What is being asked: In the listing below, replace every "each instance" with "every instance" and change nothing else. Give back only the text, without the pictures.

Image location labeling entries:
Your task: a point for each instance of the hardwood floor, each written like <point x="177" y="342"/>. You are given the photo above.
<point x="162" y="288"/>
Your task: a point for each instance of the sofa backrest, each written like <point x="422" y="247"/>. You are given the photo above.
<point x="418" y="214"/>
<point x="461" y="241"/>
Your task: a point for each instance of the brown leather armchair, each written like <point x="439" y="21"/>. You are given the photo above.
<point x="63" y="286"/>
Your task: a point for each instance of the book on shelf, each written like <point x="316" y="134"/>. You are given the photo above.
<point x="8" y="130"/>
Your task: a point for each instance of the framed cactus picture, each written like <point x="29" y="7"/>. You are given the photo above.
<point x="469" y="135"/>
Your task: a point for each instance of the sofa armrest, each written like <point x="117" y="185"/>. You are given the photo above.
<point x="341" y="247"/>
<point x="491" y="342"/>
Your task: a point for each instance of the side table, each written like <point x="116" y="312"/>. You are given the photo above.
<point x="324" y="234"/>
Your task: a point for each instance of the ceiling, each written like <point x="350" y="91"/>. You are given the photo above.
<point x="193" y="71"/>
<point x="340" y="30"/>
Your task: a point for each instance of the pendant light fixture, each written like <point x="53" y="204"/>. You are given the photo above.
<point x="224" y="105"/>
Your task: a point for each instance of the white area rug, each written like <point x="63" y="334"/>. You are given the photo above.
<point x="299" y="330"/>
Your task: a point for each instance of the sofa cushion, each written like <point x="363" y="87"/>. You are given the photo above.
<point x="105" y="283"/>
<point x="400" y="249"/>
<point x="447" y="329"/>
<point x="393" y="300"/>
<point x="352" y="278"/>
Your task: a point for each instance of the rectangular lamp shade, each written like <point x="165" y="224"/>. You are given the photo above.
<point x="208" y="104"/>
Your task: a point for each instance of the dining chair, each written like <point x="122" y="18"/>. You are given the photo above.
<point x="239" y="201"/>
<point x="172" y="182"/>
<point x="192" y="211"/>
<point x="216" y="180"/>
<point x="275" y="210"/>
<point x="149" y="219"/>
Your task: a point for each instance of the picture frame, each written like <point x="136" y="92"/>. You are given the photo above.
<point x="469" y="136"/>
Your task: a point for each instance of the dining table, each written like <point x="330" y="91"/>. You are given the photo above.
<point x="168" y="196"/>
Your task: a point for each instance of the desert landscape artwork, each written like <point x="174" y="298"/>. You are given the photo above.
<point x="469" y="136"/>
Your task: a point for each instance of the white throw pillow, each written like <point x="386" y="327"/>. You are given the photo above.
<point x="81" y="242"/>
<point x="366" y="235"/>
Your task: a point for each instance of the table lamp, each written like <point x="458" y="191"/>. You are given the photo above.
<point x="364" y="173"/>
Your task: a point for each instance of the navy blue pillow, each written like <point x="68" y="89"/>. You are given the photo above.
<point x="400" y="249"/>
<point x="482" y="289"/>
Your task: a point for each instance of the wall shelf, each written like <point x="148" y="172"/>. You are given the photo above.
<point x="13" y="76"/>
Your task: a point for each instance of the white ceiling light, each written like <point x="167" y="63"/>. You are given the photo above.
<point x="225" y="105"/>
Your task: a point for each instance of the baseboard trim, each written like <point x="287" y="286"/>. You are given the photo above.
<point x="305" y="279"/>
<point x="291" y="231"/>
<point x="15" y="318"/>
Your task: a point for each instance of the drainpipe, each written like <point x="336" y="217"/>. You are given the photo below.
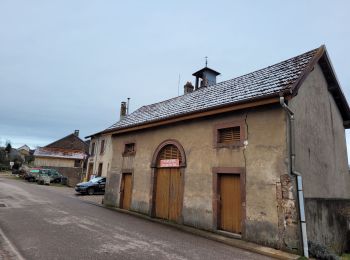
<point x="297" y="175"/>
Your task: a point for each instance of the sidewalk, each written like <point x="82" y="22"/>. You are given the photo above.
<point x="267" y="251"/>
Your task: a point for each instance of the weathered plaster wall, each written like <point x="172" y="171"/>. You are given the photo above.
<point x="264" y="159"/>
<point x="40" y="161"/>
<point x="328" y="223"/>
<point x="321" y="154"/>
<point x="105" y="158"/>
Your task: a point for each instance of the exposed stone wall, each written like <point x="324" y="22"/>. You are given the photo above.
<point x="105" y="157"/>
<point x="328" y="222"/>
<point x="288" y="221"/>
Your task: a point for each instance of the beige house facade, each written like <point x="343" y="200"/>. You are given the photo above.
<point x="247" y="157"/>
<point x="67" y="155"/>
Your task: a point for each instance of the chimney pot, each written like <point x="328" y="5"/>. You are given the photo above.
<point x="123" y="109"/>
<point x="188" y="88"/>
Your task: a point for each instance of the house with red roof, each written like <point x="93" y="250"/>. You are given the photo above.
<point x="67" y="155"/>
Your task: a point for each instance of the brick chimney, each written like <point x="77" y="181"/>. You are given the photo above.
<point x="205" y="77"/>
<point x="123" y="110"/>
<point x="188" y="88"/>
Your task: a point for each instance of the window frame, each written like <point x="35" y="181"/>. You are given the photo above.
<point x="231" y="124"/>
<point x="93" y="148"/>
<point x="125" y="153"/>
<point x="102" y="146"/>
<point x="76" y="162"/>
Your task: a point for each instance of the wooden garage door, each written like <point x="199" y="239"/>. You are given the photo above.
<point x="168" y="194"/>
<point x="230" y="203"/>
<point x="126" y="191"/>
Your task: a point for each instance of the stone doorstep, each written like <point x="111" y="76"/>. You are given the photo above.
<point x="219" y="236"/>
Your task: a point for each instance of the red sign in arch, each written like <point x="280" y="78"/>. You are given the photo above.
<point x="170" y="163"/>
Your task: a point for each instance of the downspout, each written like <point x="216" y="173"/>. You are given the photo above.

Correct result:
Your task: a point for every instance of the hardwood floor, each written like <point x="177" y="342"/>. You are given the photo above.
<point x="162" y="288"/>
Your task: a point for every instance of the sofa backrest, each written like <point x="422" y="247"/>. You are given the photo above.
<point x="418" y="214"/>
<point x="461" y="241"/>
Your task: a point for every instance of the brown leather armchair, each written like <point x="439" y="21"/>. You are given the photo above.
<point x="63" y="286"/>
Your task: a point for every instance of the book on shelf, each written like <point x="316" y="134"/>. You are given the photo above.
<point x="8" y="130"/>
Your task: a point for every instance of the framed cactus picture, each written like <point x="29" y="7"/>. You are given the photo above.
<point x="469" y="135"/>
Your task: a point for every instance of the sofa armrest, each written like <point x="117" y="185"/>. You are given the photo above.
<point x="341" y="247"/>
<point x="491" y="342"/>
Your task: a point for every instance of the side table, each written like <point x="116" y="312"/>. You are given the photo above.
<point x="324" y="234"/>
Your task: a point for every instance of the ceiling, each written like <point x="350" y="91"/>. You are given the photo above.
<point x="193" y="71"/>
<point x="340" y="30"/>
Your task: a point for every instance of the pendant light fixture, each written like <point x="53" y="204"/>. You are given the photo above.
<point x="224" y="105"/>
Your task: a point for every instance of the white area rug, each written like <point x="63" y="334"/>. You are given the photo above.
<point x="299" y="330"/>
Your task: a point for every instance of the sofa cushion, each written like <point x="363" y="87"/>. You are given the photo above.
<point x="105" y="283"/>
<point x="400" y="249"/>
<point x="447" y="329"/>
<point x="393" y="300"/>
<point x="352" y="278"/>
Your task: a point for every instance of the rectangular lamp shade, each written like <point x="165" y="224"/>. You are given the photo above.
<point x="208" y="104"/>
Your task: a point for every instance of the dining chair, each written like <point x="122" y="18"/>. You are given the photo above.
<point x="239" y="201"/>
<point x="172" y="182"/>
<point x="192" y="211"/>
<point x="216" y="180"/>
<point x="275" y="210"/>
<point x="149" y="219"/>
Your task: a point for every instance of the picture frame, each written like <point x="136" y="92"/>. You are given the photo above.
<point x="469" y="136"/>
Your task: a point for every instance of the dining table, each written like <point x="330" y="91"/>. You are given the photo above.
<point x="168" y="196"/>
Your task: a point for every instance of the desert landscape artwork, each written like <point x="174" y="298"/>. You are given the photo above.
<point x="469" y="136"/>
Your task: a point for every instance of the white throw pillow, each written like <point x="386" y="327"/>. You are given the photo above.
<point x="81" y="242"/>
<point x="366" y="235"/>
Your task: a point for every instance of the table lamp, each written like <point x="458" y="191"/>. You are given the photo above.
<point x="364" y="173"/>
Your task: a point for every instance of the navy blue pillow, each written like <point x="68" y="89"/>. You are given the photo above.
<point x="400" y="249"/>
<point x="482" y="289"/>
Your task: a point for every instance of the wall shelf, each written like <point x="148" y="172"/>. You are given the photo above.
<point x="13" y="76"/>
Your task: a point for every instance of the white ceiling light, each written like <point x="167" y="63"/>. You are given the photo above.
<point x="225" y="105"/>
Your task: a point for every instance of the baseboard trim, each written like <point x="287" y="286"/>. You are given the photo above.
<point x="305" y="279"/>
<point x="291" y="231"/>
<point x="15" y="318"/>
Your task: a point for every instance of the drainpipe, each written like <point x="336" y="217"/>. You are given the photo below.
<point x="297" y="175"/>
Your task: a point for every instance of the sidewalk, each written like <point x="82" y="22"/>. You are given the photo above.
<point x="267" y="251"/>
Your task: a point for every instance of the weathered plaster wall, each written like <point x="172" y="171"/>. You are given the photo above.
<point x="264" y="159"/>
<point x="40" y="161"/>
<point x="328" y="223"/>
<point x="321" y="154"/>
<point x="105" y="158"/>
Your task: a point for every instance of the exposed stone wall, each written like <point x="324" y="22"/>. You are given the photo above.
<point x="105" y="157"/>
<point x="328" y="222"/>
<point x="288" y="221"/>
Your task: a point for every instance of the beige house facade, each written like <point x="343" y="200"/>. You are given the photo above.
<point x="247" y="157"/>
<point x="67" y="155"/>
Your task: a point for every instance of the chimney pot, each written like <point x="328" y="5"/>. You are given the photo above.
<point x="123" y="109"/>
<point x="188" y="88"/>
Your task: a point for every instance of the house with red roof, each written like <point x="93" y="250"/>. You are given the photo above.
<point x="67" y="155"/>
Your task: a point for every instance of the brick chimney, each written like <point x="77" y="181"/>. You are given the photo above.
<point x="205" y="77"/>
<point x="123" y="110"/>
<point x="188" y="88"/>
Your task: a point for every instance of the window frame, each written like <point x="35" y="181"/>. You are given the photo above.
<point x="231" y="124"/>
<point x="93" y="148"/>
<point x="125" y="153"/>
<point x="102" y="146"/>
<point x="76" y="162"/>
Your task: a point for every instance of the wooden garage door, each written like <point x="199" y="239"/>. You are given the photo above.
<point x="168" y="194"/>
<point x="230" y="203"/>
<point x="126" y="191"/>
Your task: a point for every instance of the stone doorstep, each written like <point x="111" y="76"/>. You are given the photo above.
<point x="219" y="236"/>
Your task: a point for every instance of the red sign in arch, each written like <point x="280" y="78"/>. You are given the photo above.
<point x="170" y="163"/>
Your task: a point for every instance of the downspout, each written like <point x="216" y="173"/>. You are given the photo above.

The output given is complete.